#### [WORK TO BE COMPLETED]
Would you show every line from the records that holds "banner"?

*** GIVEN RECORDS ***

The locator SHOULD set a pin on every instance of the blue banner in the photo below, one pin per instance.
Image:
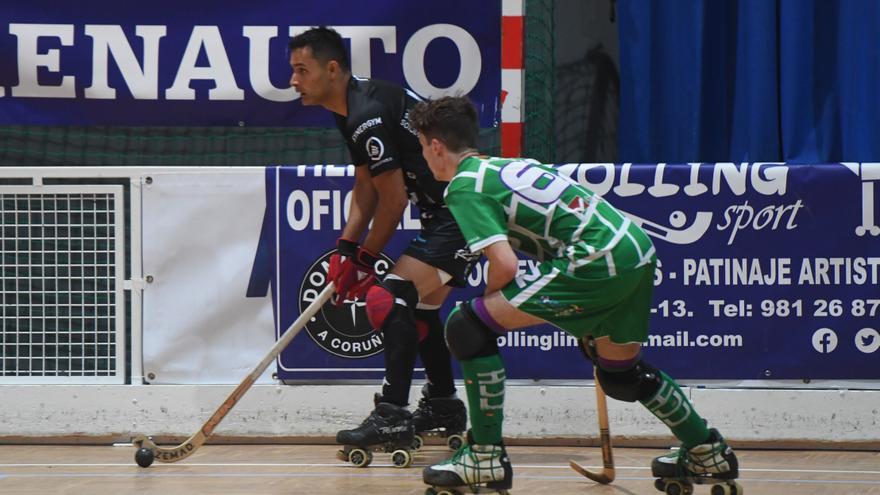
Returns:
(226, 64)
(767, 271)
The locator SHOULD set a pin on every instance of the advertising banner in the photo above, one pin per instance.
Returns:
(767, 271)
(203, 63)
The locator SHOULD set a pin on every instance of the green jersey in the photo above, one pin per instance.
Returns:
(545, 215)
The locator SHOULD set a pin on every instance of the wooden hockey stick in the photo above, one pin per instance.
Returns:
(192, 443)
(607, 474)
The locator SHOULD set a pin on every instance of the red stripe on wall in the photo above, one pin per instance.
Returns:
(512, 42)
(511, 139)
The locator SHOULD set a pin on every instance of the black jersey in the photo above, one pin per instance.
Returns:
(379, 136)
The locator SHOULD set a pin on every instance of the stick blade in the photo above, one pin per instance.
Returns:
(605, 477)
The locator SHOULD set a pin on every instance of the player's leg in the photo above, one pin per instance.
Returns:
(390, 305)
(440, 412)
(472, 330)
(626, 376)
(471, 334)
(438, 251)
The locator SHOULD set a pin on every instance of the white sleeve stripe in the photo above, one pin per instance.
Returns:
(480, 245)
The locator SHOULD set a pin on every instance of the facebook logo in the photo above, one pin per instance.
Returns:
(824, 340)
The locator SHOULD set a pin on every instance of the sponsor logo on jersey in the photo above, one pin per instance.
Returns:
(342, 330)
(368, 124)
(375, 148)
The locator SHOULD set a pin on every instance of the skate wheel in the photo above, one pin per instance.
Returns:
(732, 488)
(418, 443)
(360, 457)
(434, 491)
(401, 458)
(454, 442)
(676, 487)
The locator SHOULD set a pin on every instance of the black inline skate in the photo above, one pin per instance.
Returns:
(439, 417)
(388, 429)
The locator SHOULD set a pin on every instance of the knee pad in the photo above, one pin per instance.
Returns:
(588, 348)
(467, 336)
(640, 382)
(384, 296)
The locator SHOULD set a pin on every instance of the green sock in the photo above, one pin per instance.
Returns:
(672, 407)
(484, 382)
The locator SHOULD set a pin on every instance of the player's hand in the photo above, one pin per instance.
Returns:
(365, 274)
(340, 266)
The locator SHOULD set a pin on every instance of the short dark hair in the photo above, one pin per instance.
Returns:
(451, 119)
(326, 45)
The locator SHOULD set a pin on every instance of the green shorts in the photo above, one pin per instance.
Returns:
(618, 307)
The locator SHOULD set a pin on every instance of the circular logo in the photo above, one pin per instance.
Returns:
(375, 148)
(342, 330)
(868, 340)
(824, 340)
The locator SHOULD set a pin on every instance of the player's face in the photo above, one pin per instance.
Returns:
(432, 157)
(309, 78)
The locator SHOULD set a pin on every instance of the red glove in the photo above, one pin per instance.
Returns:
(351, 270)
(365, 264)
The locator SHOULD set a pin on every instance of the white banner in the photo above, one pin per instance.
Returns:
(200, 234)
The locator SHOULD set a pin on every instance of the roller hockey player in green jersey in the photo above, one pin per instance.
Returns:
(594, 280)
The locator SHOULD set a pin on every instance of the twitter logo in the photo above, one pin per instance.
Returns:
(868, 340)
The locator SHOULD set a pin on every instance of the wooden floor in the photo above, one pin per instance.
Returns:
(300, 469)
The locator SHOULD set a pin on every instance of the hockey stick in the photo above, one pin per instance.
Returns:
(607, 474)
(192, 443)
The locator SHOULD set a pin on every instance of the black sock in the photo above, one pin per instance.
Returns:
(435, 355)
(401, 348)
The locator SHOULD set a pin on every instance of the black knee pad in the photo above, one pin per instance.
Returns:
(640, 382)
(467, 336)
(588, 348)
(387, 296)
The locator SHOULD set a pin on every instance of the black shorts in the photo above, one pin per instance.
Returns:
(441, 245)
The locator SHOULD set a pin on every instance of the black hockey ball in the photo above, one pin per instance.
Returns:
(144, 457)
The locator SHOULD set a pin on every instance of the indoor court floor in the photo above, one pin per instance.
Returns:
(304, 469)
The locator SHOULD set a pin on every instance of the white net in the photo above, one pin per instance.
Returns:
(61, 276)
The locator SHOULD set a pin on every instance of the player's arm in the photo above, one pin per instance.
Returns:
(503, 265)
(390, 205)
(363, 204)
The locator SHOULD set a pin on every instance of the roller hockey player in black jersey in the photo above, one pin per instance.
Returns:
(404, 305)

*** End of GIVEN RECORDS ***

#### [FINISHED TASK]
The locator SHOULD set a pin on every instance of the blue banner in the photo below, one pin per instance.
The locator SHOULD set a pin on every instance of the advertising banner in the photo above, one pin per instance.
The locator SHOULD set a pin on every instance of the white banner in the photo above, one pin per instance.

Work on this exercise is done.